EXERCISE AIM
Put every line of the entries below into a single numbered list, skipping any blank lines.

DATA FOR THE TASK
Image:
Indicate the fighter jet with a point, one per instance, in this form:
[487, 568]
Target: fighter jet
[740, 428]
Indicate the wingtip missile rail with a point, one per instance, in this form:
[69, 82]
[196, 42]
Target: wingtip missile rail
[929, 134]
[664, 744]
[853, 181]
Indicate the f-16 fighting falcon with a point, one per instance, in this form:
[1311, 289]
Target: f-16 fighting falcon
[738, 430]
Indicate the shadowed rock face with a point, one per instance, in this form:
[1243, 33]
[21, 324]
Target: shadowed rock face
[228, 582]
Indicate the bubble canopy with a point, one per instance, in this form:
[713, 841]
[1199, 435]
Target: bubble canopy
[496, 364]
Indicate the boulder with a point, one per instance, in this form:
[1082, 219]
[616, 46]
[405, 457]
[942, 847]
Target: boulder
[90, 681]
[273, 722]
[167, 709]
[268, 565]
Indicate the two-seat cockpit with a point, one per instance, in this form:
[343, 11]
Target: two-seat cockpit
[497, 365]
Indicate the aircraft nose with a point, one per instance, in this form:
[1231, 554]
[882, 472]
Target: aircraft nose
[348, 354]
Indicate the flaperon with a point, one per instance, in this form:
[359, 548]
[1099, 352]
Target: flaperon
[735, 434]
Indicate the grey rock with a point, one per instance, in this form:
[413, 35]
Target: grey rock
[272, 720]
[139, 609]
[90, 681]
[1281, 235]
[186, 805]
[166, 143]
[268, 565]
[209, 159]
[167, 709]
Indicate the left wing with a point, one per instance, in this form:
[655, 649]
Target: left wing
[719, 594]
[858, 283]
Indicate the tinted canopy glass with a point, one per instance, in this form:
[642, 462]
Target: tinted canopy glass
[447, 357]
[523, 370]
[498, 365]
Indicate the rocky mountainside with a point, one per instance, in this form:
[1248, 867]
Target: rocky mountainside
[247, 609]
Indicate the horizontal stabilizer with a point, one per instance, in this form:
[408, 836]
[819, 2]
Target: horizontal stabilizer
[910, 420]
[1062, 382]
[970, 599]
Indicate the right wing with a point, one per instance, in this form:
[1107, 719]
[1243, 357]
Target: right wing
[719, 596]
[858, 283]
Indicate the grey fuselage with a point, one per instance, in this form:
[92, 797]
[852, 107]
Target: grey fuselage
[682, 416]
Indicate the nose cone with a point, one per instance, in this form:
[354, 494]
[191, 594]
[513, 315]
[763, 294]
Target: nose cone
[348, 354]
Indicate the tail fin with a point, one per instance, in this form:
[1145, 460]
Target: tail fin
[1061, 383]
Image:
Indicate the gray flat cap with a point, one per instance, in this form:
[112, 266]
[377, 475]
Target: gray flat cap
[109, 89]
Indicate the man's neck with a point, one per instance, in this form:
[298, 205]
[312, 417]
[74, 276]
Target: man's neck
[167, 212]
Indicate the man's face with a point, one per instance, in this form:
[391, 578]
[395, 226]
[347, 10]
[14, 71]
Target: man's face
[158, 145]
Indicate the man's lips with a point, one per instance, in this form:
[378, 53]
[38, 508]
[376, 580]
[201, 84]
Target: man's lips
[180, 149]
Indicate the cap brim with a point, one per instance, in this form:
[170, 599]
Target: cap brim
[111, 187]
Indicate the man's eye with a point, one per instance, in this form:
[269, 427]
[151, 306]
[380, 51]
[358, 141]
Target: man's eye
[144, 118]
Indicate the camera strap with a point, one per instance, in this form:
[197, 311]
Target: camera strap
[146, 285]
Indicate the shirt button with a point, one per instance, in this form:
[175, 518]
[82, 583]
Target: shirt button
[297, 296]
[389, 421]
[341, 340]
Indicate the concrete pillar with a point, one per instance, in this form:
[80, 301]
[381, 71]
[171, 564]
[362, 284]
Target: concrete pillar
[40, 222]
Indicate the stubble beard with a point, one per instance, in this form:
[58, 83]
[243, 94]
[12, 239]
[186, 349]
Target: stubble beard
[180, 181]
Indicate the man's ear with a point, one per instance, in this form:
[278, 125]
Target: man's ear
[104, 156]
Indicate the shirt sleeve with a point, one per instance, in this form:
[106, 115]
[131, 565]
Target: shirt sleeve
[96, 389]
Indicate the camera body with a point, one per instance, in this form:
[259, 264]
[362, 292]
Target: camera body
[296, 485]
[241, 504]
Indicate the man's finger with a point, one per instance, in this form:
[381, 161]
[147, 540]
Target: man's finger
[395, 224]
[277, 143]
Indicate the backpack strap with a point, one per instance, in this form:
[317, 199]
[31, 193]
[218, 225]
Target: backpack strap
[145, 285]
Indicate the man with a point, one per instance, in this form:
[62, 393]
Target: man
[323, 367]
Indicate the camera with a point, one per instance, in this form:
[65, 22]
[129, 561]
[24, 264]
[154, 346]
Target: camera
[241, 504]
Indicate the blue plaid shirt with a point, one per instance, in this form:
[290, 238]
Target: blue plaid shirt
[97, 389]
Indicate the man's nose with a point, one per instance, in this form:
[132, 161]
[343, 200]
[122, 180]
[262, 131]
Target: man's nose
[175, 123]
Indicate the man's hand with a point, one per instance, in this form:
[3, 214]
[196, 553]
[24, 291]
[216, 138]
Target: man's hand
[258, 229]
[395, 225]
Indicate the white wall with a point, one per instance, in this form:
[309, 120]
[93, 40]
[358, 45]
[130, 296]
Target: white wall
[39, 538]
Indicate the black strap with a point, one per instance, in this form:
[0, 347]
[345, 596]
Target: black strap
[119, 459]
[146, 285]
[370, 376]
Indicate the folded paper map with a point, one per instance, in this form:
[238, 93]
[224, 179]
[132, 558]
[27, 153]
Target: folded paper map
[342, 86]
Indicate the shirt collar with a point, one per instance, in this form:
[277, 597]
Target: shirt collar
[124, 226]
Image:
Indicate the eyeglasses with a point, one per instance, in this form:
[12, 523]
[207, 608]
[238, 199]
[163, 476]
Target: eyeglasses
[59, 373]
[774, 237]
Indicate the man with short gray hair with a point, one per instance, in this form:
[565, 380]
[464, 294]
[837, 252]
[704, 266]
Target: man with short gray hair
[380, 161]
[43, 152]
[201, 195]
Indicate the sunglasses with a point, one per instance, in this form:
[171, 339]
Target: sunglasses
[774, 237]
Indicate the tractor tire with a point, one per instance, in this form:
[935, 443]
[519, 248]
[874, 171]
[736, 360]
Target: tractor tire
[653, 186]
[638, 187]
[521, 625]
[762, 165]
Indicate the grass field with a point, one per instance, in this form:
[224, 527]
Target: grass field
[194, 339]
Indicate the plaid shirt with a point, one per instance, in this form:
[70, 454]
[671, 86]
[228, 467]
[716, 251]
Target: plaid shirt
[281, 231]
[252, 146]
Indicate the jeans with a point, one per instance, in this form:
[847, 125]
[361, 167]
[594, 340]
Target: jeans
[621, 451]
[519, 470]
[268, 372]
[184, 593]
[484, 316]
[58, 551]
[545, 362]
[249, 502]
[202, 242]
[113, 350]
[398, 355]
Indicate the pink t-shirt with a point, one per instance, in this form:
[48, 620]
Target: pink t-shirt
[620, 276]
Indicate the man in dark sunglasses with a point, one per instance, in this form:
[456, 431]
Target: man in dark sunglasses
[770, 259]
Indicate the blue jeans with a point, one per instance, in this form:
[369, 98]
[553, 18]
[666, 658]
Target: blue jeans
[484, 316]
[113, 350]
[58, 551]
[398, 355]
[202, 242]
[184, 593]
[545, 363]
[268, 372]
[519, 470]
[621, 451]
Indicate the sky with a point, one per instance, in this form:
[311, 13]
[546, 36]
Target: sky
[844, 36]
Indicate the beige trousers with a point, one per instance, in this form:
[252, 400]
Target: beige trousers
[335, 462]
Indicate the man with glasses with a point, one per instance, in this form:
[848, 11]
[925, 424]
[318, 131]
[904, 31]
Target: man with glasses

EXERCISE OUTPUT
1. Image:
2. Indicate the fighter jet with a point, one per instance, in this form:
3. [487, 568]
4. Target: fighter jet
5. [740, 428]
6. Indicate the wingtip missile rail with a point, one per instance, in this form:
7. [69, 82]
8. [196, 42]
9. Target: wingtip missile rail
10. [929, 134]
11. [664, 744]
12. [853, 181]
13. Indicate the f-16 fighting falcon with a point, one per instance, in this form:
14. [1311, 289]
15. Target: f-16 fighting falcon
16. [738, 430]
17. Indicate the shadowed rock face with a point, one per instance, in this form:
18. [1243, 33]
19. [21, 324]
20. Target: shadowed rock face
21. [228, 582]
22. Indicate the bubble canopy with a point, one per instance, in this form:
23. [713, 841]
24. [1199, 435]
25. Target: bubble canopy
26. [496, 364]
27. Indicate the boulder with a point, one per instance, in this form:
28. [1082, 219]
29. [616, 46]
30. [405, 457]
31. [942, 847]
32. Target: boulder
33. [90, 681]
34. [273, 722]
35. [167, 709]
36. [268, 565]
37. Indicate the two-seat cockpit with a point, one per instance, in this form:
38. [343, 11]
39. Target: two-seat cockpit
40. [497, 365]
41. Indicate the aircraft nose with a point, one per instance, in this form:
42. [1231, 554]
43. [882, 472]
44. Target: aircraft nose
45. [348, 354]
46. Indicate the flaperon with a point, one per instance, in this form:
47. [359, 548]
48. [1099, 352]
49. Target: flaperon
50. [735, 434]
51. Indicate the grey rock with a point, one per instance, in this form:
52. [413, 35]
53. Target: grey rock
54. [272, 720]
55. [139, 609]
56. [90, 681]
57. [1281, 235]
58. [186, 805]
59. [166, 143]
60. [268, 565]
61. [209, 159]
62. [167, 709]
63. Indicate the left wing with a point, one per instance, in this form:
64. [655, 649]
65. Target: left wing
66. [719, 594]
67. [858, 283]
68. Indicate the tinted canopy glass with a point, one per instance, in this form:
69. [642, 462]
70. Target: tinted canopy glass
71. [447, 357]
72. [523, 370]
73. [498, 365]
74. Indicate the rocky mountainside with a point, one per instance, in this form:
75. [1248, 867]
76. Target: rocky mountainside
77. [247, 609]
78. Indicate the horizontal stabilizer with a point, one per instance, in this form:
79. [408, 836]
80. [819, 2]
81. Target: horizontal stabilizer
82. [910, 420]
83. [1062, 382]
84. [970, 599]
85. Indicate the right wing with a point, one per instance, in this form:
86. [1107, 719]
87. [1243, 357]
88. Target: right wing
89. [719, 596]
90. [858, 283]
91. Indicate the grey fuselage with a point, one per instance, in this form:
92. [92, 797]
93. [852, 107]
94. Target: grey fuselage
95. [682, 416]
96. Indicate the nose cone with a point, one per instance, in this form:
97. [354, 494]
98. [191, 594]
99. [513, 315]
100. [763, 294]
101. Target: nose cone
102. [348, 354]
103. Indicate the tail fin with a point, one per instance, in this form:
104. [1145, 460]
105. Target: tail fin
106. [1061, 383]
107. Image:
108. Indicate the gray flat cap with a point, one per instance, in this form:
109. [112, 266]
110. [377, 475]
111. Target: gray flat cap
112. [109, 89]
113. Indicate the man's neck with a point, one per instance, in this form:
114. [298, 205]
115. [312, 417]
116. [74, 276]
117. Target: man's neck
118. [167, 212]
119. Indicate the man's face with a point, one per instance, in this form:
120. [391, 578]
121. [395, 226]
122. [347, 10]
123. [14, 71]
124. Target: man's face
125. [158, 145]
126. Indicate the man's lips with a point, one per instance, in this form:
127. [378, 53]
128. [38, 508]
129. [376, 580]
130. [201, 84]
131. Target: man's lips
132. [180, 149]
133. Indicate the cap brim with a point, one per instance, in this form:
134. [170, 599]
135. Target: cap brim
136. [111, 187]
137. Indicate the man's eye with a point, one per instance, in this form:
138. [269, 427]
139. [151, 306]
140. [380, 51]
141. [358, 141]
142. Target: man's eye
143. [144, 118]
144. Indicate the camera strap with a point, one per instance, in this form:
145. [197, 311]
146. Target: camera strap
147. [146, 285]
148. Indicate the shirt button with a point, one per instance, in this form:
149. [175, 518]
150. [82, 583]
151. Target: shirt button
152. [297, 296]
153. [389, 421]
154. [341, 340]
155. Indicate the concrete pillar with a point, one per instance, in this form:
156. [80, 301]
157. [381, 71]
158. [171, 564]
159. [362, 284]
160. Target: concrete pillar
161. [40, 222]
162. Indicate the stubble beard with a point, one per instance, in this form:
163. [58, 83]
164. [243, 94]
165. [12, 239]
166. [186, 349]
167. Target: stubble beard
168. [180, 181]
169. Indicate the man's ear with a point, one per instance, in this form:
170. [278, 125]
171. Target: man's ear
172. [104, 156]
173. Indicate the shirt sleeve with a point, one per instance, in this form:
174. [106, 115]
175. [131, 565]
176. Target: shirt sleeve
177. [96, 389]
178. Indicate the camera body with a point, one per instance, in this form:
179. [259, 264]
180. [362, 292]
181. Target: camera body
182. [296, 485]
183. [241, 504]
184. Indicate the man's finger with a point, one per instance, in this form:
185. [381, 161]
186. [147, 540]
187. Target: man's finger
188. [395, 224]
189. [277, 143]
190. Indicate the backpack strap with a point, one per instance, in this form:
191. [317, 199]
192. [31, 193]
193. [218, 225]
194. Target: backpack strap
195. [145, 285]
196. Indicate the man with a point, one per instance, in this form:
197. [62, 393]
198. Target: man
199. [323, 367]
200. Indicate the camera with a point, one per instance, in this form:
201. [65, 22]
202. [129, 561]
203. [24, 264]
204. [154, 346]
205. Target: camera
206. [241, 504]
207. Indicate the blue plaid shirt with a point, one per instance, in this form:
208. [290, 238]
209. Target: blue plaid shirt
210. [97, 389]
211. Indicate the man's nose with a point, one per instance, in this form:
212. [132, 161]
213. [343, 200]
214. [122, 180]
215. [262, 131]
216. Target: man's nose
217. [175, 123]
218. Indicate the man's hand with a point, one per instance, in this form:
219. [3, 214]
220. [196, 553]
221. [24, 291]
222. [216, 138]
223. Target: man's hand
224. [258, 229]
225. [395, 225]
226. Indicate the white wall with a point, one per instance, in this form:
227. [309, 120]
228. [93, 40]
229. [358, 45]
230. [130, 296]
231. Target: white wall
232. [39, 538]
233. Indicate the black strap with a point, one per instance, in this form:
234. [0, 347]
235. [345, 596]
236. Target: black strap
237. [119, 459]
238. [146, 285]
239. [370, 376]
240. Indicate the folded paper map with a point, one per instance, in this form:
241. [238, 93]
242. [224, 179]
243. [132, 558]
244. [27, 153]
245. Target: folded paper map
246. [342, 86]
247. Indicate the shirt collar with a point, one per instance, in this form:
248. [277, 597]
249. Target: shirt collar
250. [124, 226]
251. Image:
252. Indicate the eyeglasses with a point, one per instance, in this form:
253. [12, 523]
254. [207, 608]
255. [238, 199]
256. [163, 476]
257. Target: eyeglasses
258. [59, 373]
259. [774, 237]
260. Indicate the man with short gray hair with a point, one per instance, in this form:
261. [565, 380]
262. [464, 294]
263. [837, 252]
264. [704, 266]
265. Target: man with short gray hair
266. [380, 161]
267. [43, 152]
268. [201, 195]
269. Indicate the sunglasses with a point, one per instance, in this form:
270. [171, 339]
271. Target: sunglasses
272. [774, 237]
273. Indicate the tractor tire with a point, one per instance, in this form:
274. [935, 443]
275. [519, 248]
276. [874, 171]
277. [736, 360]
278. Target: tractor tire
279. [653, 186]
280. [638, 187]
281. [521, 625]
282. [762, 165]
283. Indicate the grass field with a point, one per instance, in this form:
284. [224, 527]
285. Target: grass field
286. [194, 339]
287. Indicate the plaid shirt with a point, one per instance, in this form:
288. [70, 454]
289. [671, 86]
290. [228, 467]
291. [716, 251]
292. Target: plaid shirt
293. [281, 231]
294. [252, 146]
295. Indicate the jeans with a point, one per instance, in this form:
296. [847, 125]
297. [361, 167]
298. [594, 340]
299. Target: jeans
300. [621, 451]
301. [519, 470]
302. [268, 372]
303. [184, 593]
304. [484, 316]
305. [58, 551]
306. [545, 362]
307. [249, 502]
308. [202, 242]
309. [113, 350]
310. [398, 355]
311. Indicate the pink t-shirt with a point, one per instance, in this form:
312. [48, 620]
313. Target: pink t-shirt
314. [620, 276]
315. Indicate the man in dark sunglasses with a point, one per instance, in this form:
316. [456, 431]
317. Target: man in dark sunglasses
318. [770, 259]
319. Indicate the blue jeans with a point, one per instance, in this form:
320. [369, 98]
321. [553, 18]
322. [666, 658]
323. Target: blue jeans
324. [484, 316]
325. [113, 350]
326. [58, 551]
327. [398, 355]
328. [202, 242]
329. [184, 593]
330. [545, 363]
331. [268, 372]
332. [519, 470]
333. [621, 451]
334. Indicate the sky with a point, one per instance, in this form:
335. [311, 13]
336. [546, 36]
337. Target: sky
338. [844, 36]
339. Indicate the beige trousers with a point, one per instance, in this form:
340. [252, 400]
341. Target: beige trousers
342. [335, 462]
343. Indicate the man with glasses with a point, one per instance, in this form:
344. [848, 11]
345. [925, 424]
346. [318, 131]
347. [904, 31]
348. Target: man with glasses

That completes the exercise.